---------- Text extract

The Tour de France is perhaps the most arduous sporting event on Earth, a nearly month-long journey across multiple countries, 500 cities and up and down multiple stretches of mountain ranges in the French Alps, Pyrenees and Massif Central.
The weather invariably will come into play at certain points during a race, especially when some tour stages can be greater than 100 miles in length. The conditions at one point in the race could inevitably change during the same stage.
"The weather can change pretty drastically from day to day," AccuWeather Meteorologist Evan Duffey said. "Some of the start locations for courses are quite far from each other. Proximity to the ocean or the mountains is important, as is the change in elevation depending on where the riders are located."
Overall, this year's competition covers a total of 2,082 miles (3,351 km) over 21 stages.
Belgium's Greg van Avermaet, wearing the overall leader's yellow jersey rides in the breakaway on a gravel road during the tenth stage of the Tour de France cycling race over 158.8 kilometers (98.7 miles) with start in Annecy and finish in Le Grand-Bornand, France, Tuesday, July 17, 2018. (AP Photo/Peter Dejong)

--------------------

◆ **What the task asks**:
In the Tour de France article, how many stages does this year's competition have?

---------- Rows

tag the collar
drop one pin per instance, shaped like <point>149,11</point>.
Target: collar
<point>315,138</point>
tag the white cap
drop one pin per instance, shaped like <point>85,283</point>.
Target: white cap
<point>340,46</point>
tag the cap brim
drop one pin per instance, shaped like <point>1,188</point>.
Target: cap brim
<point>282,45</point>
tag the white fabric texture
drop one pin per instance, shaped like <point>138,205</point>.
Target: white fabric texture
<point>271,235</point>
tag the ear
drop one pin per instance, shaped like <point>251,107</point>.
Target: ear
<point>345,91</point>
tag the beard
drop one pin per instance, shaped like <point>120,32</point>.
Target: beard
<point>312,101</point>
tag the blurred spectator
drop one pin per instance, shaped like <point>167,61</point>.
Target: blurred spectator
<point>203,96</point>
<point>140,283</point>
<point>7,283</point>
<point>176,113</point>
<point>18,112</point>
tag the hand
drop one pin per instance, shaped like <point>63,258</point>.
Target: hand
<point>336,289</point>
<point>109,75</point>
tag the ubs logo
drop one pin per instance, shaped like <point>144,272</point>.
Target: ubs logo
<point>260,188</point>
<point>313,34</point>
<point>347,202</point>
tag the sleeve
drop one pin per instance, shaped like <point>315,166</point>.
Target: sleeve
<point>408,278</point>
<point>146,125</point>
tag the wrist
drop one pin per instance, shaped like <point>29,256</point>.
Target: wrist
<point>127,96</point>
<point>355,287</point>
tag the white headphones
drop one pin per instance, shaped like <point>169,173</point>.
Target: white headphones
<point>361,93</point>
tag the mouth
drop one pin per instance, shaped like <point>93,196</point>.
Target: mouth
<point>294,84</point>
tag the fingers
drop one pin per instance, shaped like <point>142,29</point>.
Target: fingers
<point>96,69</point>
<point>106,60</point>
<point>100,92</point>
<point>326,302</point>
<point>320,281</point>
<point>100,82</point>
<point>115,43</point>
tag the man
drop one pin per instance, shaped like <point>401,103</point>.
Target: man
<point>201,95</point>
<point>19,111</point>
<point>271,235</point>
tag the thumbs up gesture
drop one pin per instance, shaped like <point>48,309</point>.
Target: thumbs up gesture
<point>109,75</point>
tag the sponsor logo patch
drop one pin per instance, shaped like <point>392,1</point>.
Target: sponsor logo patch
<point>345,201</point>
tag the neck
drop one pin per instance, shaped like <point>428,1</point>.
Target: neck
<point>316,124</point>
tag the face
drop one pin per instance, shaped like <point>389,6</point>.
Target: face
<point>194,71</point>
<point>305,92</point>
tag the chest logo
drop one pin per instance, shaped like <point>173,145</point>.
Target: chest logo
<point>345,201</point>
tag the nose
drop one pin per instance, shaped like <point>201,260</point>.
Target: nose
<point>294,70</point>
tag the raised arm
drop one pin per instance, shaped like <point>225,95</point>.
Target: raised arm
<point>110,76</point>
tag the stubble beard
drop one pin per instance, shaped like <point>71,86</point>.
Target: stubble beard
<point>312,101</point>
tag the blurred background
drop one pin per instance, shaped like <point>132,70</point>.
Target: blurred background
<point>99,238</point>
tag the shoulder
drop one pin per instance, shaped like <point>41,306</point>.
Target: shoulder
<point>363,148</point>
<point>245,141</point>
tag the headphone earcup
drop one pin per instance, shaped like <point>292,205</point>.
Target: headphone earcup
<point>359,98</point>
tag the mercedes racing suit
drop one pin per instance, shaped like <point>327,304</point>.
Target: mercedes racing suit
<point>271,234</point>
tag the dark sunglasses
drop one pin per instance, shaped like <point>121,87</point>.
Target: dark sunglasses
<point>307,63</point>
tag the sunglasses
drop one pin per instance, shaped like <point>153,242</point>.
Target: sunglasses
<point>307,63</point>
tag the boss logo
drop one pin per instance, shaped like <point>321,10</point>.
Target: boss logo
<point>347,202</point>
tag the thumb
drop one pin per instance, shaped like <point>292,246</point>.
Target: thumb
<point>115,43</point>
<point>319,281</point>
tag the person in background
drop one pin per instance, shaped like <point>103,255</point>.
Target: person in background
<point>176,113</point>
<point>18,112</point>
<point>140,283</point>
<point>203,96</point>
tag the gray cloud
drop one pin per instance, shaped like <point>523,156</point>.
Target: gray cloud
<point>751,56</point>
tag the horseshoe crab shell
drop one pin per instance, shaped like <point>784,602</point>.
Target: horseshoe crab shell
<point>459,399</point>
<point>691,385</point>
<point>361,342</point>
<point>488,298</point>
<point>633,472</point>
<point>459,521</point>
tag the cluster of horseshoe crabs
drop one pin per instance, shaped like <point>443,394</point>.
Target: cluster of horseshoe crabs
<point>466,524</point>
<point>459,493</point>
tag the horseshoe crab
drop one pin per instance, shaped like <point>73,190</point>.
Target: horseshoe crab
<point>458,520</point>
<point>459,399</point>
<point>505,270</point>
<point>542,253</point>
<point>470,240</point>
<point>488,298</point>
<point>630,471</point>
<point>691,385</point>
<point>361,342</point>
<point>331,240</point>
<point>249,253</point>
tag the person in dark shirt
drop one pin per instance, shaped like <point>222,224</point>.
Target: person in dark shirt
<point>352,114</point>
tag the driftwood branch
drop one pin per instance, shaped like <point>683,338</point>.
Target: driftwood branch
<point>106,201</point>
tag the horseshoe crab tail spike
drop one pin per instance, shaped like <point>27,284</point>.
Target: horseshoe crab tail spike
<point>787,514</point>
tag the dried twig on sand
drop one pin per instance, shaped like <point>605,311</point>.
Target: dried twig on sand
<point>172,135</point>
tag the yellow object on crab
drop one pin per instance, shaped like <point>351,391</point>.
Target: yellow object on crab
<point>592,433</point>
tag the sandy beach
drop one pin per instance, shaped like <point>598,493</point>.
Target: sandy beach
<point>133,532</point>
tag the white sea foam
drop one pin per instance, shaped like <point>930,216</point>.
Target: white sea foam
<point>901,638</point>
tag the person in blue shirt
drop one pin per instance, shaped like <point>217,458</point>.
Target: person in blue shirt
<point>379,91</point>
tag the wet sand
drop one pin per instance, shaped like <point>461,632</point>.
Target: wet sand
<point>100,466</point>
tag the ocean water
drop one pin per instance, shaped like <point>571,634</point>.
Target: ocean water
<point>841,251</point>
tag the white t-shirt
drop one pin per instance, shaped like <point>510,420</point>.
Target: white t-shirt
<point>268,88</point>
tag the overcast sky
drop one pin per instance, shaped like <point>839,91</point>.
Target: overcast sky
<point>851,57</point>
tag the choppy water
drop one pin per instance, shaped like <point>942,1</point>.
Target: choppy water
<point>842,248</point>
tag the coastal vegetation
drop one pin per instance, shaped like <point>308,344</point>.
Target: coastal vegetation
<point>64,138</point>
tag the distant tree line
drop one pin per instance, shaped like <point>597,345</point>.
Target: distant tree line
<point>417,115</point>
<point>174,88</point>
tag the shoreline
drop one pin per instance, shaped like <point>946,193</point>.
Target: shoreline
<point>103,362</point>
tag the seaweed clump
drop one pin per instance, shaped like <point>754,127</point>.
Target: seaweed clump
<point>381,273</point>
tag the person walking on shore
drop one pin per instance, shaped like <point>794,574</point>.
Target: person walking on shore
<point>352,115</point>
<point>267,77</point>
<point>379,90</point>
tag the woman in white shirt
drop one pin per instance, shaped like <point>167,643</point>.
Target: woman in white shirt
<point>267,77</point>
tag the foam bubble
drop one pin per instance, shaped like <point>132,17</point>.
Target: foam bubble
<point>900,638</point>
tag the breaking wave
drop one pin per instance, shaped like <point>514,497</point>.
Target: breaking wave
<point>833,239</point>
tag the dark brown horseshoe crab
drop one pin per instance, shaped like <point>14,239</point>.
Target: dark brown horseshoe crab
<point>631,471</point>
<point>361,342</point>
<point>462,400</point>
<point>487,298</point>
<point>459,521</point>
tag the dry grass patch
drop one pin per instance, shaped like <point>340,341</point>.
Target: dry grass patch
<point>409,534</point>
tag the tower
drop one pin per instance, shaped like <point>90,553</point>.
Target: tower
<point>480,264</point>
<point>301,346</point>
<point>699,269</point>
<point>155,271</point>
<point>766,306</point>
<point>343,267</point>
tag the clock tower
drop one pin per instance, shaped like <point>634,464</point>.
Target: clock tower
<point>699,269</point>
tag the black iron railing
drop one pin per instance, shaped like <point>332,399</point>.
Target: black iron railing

--------------------

◆ **Written solution**:
21 stages.